§ Given task:
Gather every line in the rows below that contains the word "shadow", and copy each one out in full.
** begin Entries shown **
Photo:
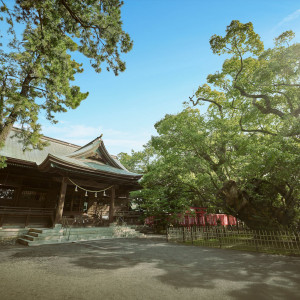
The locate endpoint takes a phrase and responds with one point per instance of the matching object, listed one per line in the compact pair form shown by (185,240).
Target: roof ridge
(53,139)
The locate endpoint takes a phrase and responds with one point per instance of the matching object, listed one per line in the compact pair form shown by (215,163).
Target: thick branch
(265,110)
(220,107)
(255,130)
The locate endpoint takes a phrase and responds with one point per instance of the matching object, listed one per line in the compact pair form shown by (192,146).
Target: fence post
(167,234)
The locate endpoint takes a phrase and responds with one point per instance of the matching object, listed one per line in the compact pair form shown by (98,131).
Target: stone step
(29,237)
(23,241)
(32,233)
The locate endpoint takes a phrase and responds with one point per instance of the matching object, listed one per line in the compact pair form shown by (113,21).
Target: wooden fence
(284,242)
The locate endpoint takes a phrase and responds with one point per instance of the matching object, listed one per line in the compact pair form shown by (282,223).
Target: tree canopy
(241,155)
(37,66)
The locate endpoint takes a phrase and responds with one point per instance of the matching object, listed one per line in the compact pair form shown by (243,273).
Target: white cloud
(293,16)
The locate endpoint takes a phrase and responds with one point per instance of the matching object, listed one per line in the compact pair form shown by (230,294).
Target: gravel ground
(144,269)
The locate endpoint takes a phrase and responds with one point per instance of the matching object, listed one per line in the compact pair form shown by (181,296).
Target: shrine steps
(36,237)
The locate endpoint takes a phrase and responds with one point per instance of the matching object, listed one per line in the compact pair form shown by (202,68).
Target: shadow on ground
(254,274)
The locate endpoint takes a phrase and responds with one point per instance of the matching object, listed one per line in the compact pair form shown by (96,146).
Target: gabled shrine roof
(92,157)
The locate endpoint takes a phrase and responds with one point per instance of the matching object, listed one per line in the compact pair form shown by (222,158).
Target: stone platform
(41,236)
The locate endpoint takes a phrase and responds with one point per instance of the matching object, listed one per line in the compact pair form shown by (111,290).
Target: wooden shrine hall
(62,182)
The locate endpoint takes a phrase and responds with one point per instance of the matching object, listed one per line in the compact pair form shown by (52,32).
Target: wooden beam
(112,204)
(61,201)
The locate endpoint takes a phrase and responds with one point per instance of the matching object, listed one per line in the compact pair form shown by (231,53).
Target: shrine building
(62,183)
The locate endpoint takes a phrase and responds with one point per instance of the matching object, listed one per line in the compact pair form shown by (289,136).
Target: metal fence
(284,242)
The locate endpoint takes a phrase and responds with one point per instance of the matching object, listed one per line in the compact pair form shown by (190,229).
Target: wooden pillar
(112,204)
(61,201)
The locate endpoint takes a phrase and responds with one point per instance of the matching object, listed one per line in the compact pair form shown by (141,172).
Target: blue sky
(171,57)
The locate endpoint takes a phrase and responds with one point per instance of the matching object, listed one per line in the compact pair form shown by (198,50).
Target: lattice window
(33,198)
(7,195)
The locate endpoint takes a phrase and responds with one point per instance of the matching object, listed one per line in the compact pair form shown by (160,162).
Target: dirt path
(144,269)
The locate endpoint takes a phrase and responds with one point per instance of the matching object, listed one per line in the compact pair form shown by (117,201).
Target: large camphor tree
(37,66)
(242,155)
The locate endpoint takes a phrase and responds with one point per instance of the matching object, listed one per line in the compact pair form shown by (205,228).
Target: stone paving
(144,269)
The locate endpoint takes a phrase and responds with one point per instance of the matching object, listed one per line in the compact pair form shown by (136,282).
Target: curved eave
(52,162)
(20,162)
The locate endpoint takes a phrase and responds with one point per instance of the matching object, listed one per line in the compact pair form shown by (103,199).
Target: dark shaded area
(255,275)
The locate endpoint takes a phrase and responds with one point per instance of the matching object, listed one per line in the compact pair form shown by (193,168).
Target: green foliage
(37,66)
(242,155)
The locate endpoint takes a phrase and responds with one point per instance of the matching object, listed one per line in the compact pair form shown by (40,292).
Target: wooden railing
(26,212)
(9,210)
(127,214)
** end Entries shown **
** begin Entries shown **
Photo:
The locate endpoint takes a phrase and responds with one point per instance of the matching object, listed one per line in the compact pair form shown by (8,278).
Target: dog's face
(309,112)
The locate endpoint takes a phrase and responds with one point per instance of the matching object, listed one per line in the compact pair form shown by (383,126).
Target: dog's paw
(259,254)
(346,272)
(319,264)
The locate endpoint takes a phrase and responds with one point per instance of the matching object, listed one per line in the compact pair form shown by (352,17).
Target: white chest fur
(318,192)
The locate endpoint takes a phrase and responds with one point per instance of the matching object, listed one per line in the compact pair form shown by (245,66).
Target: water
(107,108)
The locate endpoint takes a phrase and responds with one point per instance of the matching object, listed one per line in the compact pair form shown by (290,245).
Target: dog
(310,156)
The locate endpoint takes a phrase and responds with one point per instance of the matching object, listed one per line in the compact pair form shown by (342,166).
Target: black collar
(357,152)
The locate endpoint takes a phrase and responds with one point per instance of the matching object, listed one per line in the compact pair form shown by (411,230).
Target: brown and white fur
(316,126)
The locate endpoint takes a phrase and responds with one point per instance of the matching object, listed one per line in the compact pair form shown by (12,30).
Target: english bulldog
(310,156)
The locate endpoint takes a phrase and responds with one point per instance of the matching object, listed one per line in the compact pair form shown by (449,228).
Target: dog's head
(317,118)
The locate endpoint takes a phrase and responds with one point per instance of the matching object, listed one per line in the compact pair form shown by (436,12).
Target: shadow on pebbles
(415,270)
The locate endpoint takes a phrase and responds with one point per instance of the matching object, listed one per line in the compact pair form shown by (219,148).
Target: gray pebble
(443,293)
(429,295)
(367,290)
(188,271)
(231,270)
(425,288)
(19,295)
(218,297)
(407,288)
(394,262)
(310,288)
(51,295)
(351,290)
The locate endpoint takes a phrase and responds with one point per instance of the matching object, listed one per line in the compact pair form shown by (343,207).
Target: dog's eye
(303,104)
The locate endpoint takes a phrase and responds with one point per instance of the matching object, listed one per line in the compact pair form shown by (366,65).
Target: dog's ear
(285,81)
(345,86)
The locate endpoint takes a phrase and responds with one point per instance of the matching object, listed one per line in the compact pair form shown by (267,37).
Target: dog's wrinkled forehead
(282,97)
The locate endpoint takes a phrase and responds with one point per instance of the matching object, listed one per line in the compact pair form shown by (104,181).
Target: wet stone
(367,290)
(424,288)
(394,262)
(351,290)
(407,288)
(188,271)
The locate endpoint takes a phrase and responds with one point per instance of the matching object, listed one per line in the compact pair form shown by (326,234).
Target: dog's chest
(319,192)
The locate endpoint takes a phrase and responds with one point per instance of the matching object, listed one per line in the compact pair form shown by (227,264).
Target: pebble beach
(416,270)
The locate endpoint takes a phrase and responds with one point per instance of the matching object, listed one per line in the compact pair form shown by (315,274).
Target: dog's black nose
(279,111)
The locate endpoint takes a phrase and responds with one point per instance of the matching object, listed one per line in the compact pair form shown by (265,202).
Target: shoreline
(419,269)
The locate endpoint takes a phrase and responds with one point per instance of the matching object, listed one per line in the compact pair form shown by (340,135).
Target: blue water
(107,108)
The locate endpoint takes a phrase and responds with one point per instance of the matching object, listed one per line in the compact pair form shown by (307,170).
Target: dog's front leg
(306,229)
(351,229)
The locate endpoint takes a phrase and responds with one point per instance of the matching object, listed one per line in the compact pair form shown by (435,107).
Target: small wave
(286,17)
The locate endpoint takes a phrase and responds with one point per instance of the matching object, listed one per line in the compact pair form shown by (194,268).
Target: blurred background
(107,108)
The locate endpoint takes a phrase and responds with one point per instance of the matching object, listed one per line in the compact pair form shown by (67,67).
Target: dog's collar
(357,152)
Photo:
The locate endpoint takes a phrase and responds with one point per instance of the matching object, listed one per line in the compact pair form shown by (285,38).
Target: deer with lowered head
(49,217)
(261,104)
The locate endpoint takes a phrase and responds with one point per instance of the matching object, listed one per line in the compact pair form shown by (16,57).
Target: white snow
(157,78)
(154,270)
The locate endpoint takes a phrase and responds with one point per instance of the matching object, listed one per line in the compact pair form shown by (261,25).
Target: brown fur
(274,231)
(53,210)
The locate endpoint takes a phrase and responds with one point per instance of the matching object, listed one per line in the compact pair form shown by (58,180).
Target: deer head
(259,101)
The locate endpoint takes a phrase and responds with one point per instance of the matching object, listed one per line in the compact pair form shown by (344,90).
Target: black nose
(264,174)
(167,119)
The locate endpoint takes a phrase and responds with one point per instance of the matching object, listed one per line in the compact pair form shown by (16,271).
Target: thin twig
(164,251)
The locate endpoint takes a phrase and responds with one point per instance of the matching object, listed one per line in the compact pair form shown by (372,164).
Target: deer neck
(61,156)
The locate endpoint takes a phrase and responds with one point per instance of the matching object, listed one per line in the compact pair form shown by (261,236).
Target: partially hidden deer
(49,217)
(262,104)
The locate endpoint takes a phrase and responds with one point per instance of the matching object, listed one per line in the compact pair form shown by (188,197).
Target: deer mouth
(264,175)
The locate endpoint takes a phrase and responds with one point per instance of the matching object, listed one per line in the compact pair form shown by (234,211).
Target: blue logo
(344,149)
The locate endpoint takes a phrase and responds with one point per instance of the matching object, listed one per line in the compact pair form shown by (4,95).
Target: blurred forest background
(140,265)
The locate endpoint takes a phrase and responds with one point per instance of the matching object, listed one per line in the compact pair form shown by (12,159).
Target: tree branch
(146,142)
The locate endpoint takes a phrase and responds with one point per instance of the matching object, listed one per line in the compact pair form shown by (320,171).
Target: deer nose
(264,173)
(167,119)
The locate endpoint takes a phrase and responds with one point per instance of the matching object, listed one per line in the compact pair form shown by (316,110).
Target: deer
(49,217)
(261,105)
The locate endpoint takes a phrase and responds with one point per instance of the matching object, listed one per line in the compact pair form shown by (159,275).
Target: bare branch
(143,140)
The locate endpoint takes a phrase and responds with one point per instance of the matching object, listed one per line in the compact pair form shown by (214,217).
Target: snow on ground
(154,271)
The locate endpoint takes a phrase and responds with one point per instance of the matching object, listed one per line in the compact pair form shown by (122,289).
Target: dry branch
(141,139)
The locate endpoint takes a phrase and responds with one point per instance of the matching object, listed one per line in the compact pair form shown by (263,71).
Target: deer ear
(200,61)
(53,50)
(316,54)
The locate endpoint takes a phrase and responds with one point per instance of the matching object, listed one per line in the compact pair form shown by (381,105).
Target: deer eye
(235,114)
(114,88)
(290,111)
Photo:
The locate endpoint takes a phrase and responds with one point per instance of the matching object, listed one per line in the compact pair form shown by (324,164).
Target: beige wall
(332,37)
** end Entries shown **
** begin Entries shown **
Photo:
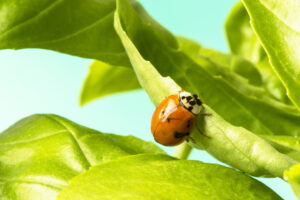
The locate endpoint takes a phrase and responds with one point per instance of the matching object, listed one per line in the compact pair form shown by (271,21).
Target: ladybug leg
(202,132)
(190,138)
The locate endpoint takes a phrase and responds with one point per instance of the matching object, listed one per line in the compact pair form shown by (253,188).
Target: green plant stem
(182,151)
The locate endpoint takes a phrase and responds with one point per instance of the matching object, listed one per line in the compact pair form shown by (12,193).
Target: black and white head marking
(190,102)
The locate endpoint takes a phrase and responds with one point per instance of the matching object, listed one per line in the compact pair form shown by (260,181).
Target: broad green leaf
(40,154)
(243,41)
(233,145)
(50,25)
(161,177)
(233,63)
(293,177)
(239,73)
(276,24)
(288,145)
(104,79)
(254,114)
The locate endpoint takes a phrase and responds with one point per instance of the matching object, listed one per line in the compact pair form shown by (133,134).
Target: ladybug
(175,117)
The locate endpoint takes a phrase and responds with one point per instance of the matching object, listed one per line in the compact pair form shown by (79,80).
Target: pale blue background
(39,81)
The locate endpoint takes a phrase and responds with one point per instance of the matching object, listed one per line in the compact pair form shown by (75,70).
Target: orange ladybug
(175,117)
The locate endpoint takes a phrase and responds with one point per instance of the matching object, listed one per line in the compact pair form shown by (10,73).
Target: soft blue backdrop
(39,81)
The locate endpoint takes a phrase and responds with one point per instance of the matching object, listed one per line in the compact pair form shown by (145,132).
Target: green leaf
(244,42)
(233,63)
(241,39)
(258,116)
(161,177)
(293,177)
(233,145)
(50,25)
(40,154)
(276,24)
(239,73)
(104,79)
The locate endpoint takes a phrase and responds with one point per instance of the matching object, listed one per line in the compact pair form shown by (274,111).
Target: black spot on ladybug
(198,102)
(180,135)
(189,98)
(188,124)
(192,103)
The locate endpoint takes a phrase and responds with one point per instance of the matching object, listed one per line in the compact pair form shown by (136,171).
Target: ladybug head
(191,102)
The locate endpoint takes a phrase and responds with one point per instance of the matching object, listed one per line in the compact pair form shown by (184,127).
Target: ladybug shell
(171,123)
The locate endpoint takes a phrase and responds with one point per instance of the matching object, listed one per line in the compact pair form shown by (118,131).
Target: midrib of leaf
** end Entries shown **
§ Written response:
Target: shadow on ground
Target: shadow on pebbles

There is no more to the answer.